Collect every line in the records below that contains the word "steel".

◆ ◆ ◆ ◆

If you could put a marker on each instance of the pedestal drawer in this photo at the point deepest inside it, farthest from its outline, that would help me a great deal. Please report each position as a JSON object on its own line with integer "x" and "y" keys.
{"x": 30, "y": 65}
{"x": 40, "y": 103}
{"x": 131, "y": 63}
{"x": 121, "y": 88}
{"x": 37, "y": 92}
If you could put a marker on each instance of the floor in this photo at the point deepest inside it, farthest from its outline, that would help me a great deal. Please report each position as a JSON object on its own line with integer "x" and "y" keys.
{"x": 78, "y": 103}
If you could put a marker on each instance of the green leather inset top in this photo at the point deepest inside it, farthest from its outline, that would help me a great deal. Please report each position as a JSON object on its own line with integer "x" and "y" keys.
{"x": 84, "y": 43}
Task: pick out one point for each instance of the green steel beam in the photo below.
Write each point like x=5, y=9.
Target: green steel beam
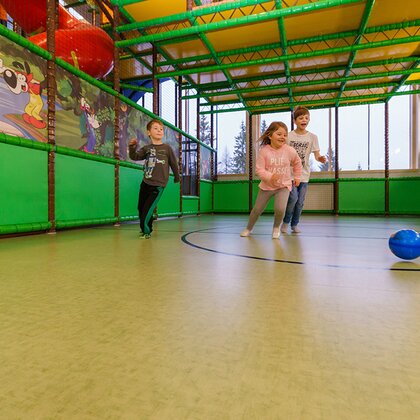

◆ ◆ ◆ ◆

- Exercise answer:
Task: pick out one point for each instance of the green steel beam in the photo below.
Target: green steel beam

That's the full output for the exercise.